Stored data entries
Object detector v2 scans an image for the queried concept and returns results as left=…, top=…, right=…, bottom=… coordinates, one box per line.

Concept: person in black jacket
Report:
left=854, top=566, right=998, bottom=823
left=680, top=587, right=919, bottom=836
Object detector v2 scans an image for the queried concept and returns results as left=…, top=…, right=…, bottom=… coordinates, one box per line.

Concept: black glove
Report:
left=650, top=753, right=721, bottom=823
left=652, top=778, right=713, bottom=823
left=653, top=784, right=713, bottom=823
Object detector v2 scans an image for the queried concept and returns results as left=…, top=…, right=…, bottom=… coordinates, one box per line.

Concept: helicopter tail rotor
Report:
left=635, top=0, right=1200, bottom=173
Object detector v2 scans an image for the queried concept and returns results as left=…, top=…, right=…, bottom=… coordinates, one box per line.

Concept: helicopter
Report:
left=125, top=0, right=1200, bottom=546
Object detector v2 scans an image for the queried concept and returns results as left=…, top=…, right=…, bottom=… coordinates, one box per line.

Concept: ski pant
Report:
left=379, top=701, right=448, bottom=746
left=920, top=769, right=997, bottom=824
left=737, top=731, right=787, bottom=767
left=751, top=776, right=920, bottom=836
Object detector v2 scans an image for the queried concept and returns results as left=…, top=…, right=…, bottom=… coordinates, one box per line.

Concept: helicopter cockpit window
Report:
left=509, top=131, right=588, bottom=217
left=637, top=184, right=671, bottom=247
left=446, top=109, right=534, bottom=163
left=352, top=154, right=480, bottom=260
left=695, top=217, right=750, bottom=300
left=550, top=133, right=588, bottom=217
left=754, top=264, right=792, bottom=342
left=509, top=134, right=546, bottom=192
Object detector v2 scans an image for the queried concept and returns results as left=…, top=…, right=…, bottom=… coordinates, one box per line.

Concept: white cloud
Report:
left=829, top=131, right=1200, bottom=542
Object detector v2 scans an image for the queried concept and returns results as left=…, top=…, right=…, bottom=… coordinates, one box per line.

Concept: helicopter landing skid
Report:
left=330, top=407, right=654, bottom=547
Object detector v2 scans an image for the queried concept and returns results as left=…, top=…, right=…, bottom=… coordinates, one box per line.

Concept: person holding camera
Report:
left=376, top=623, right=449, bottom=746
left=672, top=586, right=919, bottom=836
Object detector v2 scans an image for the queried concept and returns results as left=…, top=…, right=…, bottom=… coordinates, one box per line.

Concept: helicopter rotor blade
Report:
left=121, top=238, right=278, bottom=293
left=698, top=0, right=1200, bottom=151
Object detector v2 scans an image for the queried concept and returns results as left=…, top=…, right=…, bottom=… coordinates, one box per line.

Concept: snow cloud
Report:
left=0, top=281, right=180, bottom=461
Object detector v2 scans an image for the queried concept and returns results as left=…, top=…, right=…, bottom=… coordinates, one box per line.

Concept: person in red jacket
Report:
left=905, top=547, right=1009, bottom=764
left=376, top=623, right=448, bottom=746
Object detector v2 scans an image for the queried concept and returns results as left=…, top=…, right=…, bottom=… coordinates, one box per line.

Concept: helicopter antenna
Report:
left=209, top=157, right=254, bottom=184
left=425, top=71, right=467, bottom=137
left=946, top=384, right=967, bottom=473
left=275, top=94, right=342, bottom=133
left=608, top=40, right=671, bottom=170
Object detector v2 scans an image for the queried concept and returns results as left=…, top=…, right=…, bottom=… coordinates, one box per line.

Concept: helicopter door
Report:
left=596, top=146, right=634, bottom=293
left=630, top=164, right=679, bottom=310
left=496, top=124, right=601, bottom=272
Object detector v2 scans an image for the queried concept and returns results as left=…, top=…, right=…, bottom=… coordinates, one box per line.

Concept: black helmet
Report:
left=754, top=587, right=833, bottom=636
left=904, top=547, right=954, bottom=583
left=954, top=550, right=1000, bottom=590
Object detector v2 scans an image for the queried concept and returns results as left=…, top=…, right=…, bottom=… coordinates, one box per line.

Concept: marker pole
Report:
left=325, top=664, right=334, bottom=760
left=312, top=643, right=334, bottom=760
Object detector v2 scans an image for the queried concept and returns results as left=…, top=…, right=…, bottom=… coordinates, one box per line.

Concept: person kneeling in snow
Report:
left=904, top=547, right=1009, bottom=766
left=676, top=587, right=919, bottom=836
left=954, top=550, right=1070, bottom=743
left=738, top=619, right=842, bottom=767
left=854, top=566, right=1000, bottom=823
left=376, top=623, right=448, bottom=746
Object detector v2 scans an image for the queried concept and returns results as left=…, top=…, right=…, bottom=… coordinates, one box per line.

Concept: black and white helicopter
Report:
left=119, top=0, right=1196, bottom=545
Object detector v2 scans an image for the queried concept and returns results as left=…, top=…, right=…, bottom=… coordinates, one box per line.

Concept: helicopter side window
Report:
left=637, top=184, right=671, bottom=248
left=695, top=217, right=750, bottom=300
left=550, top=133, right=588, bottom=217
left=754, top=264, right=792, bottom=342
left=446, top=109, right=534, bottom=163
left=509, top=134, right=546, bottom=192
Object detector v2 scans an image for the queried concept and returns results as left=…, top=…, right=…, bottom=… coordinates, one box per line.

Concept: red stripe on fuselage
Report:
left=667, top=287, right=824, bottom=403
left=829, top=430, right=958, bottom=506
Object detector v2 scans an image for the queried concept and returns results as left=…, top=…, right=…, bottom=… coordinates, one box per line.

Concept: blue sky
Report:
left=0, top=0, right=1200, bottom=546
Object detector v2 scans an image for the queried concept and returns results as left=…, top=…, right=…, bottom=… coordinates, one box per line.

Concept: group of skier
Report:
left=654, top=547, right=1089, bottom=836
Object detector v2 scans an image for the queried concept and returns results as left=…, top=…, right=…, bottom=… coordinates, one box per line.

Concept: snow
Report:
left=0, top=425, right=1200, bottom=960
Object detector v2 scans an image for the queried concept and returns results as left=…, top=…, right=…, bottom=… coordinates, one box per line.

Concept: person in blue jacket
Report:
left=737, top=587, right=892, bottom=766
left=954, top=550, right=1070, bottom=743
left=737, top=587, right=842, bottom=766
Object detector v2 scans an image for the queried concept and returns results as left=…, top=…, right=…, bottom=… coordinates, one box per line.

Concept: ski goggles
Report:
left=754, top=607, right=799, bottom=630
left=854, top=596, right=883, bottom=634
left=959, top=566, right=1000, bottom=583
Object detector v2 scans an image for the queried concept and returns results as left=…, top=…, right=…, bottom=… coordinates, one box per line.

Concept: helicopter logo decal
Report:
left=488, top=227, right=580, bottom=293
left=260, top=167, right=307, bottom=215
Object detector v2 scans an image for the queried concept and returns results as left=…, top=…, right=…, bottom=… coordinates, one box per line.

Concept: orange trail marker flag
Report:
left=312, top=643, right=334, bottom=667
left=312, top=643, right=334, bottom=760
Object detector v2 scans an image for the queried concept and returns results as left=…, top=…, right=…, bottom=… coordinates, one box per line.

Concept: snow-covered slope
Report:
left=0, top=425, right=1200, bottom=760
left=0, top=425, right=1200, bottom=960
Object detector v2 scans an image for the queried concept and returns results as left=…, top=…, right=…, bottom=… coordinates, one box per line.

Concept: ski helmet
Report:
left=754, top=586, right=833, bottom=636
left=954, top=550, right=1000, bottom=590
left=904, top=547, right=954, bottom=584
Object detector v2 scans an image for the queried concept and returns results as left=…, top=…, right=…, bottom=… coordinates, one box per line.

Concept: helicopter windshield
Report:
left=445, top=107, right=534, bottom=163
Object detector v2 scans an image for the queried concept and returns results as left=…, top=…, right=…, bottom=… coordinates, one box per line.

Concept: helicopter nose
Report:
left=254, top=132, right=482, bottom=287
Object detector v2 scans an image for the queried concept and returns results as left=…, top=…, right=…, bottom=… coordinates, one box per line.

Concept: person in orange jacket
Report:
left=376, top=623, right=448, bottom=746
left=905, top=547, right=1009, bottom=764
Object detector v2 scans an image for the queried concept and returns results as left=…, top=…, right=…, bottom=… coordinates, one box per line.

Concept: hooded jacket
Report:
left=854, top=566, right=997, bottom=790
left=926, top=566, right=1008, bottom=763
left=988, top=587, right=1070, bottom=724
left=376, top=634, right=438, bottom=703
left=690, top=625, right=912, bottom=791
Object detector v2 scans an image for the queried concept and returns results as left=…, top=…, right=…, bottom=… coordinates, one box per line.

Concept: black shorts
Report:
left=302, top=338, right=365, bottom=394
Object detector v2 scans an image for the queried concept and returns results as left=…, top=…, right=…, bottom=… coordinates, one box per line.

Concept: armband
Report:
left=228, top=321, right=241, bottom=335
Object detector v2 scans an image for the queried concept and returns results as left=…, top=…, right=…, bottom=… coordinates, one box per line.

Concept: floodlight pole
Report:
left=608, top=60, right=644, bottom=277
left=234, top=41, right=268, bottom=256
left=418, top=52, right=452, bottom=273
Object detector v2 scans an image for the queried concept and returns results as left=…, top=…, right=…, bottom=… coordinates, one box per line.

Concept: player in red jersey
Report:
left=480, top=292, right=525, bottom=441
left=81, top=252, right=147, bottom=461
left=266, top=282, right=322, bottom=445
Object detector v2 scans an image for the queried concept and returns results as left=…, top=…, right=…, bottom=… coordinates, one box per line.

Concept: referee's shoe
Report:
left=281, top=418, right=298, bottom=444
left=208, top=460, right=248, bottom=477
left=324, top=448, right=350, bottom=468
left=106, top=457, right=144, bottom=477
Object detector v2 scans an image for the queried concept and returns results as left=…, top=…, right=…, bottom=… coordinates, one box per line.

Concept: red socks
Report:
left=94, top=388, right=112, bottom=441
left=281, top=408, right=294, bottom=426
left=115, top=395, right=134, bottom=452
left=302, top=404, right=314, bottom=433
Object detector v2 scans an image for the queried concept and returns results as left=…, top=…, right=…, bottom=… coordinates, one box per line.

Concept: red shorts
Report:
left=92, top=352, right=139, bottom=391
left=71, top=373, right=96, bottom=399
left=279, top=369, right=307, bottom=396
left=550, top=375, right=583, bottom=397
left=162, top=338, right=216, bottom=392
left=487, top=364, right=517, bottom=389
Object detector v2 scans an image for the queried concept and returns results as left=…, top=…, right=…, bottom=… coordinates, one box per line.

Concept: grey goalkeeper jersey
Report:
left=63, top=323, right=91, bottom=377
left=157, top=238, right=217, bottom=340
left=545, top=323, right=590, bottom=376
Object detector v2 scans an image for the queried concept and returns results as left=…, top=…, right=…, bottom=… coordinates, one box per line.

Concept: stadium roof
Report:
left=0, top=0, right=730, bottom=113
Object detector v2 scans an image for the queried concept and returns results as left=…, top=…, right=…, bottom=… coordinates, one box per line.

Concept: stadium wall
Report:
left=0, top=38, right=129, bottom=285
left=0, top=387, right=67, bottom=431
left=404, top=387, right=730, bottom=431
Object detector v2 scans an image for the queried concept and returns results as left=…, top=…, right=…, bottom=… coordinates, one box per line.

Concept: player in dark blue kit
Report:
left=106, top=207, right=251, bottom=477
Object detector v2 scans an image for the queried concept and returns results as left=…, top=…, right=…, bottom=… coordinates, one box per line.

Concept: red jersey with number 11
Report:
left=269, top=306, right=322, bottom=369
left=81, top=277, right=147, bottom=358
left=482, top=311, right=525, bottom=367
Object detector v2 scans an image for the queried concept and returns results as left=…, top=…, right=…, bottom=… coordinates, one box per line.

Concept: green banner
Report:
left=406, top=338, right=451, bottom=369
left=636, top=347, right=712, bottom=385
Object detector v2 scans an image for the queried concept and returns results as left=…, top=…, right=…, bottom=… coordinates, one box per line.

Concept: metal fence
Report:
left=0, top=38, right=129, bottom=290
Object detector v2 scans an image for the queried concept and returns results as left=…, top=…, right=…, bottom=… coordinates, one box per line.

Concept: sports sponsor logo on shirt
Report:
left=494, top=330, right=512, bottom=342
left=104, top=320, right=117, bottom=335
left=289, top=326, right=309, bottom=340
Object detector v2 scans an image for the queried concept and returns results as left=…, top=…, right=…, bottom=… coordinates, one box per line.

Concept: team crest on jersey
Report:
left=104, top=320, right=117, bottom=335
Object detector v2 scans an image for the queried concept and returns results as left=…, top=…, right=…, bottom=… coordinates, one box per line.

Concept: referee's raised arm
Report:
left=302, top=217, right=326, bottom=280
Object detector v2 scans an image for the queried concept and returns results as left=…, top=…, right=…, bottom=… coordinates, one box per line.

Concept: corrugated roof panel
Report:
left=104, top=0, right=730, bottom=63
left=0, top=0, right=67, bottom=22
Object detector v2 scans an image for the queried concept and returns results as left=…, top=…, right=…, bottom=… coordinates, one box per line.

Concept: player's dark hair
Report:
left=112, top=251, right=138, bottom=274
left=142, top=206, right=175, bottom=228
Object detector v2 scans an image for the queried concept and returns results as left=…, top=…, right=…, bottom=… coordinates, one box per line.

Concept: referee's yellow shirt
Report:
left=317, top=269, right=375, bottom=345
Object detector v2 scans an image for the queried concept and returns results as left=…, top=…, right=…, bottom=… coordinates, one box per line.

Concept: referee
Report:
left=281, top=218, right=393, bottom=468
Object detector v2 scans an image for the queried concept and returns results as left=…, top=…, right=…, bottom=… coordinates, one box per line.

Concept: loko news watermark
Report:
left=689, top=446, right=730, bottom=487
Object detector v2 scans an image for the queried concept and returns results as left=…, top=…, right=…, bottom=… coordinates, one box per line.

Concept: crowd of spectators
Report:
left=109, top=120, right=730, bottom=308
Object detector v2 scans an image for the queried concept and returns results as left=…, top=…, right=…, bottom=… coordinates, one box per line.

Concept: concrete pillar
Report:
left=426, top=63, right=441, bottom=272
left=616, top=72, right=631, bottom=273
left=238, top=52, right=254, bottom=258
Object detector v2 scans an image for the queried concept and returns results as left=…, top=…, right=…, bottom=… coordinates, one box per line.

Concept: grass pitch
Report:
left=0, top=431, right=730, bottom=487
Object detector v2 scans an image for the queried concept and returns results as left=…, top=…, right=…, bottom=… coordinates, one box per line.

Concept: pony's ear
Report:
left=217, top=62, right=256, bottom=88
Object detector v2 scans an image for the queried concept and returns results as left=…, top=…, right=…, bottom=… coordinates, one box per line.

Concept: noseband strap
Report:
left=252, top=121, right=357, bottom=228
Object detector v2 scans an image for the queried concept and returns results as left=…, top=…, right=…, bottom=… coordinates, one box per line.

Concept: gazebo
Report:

#### What you have to do
Gather every line of the listing that contains the string "blue", and treat uppercase and lowercase as different.

#### Result
Concept: blue sky
Concept: person in blue jacket
Concept: player in dark blue kit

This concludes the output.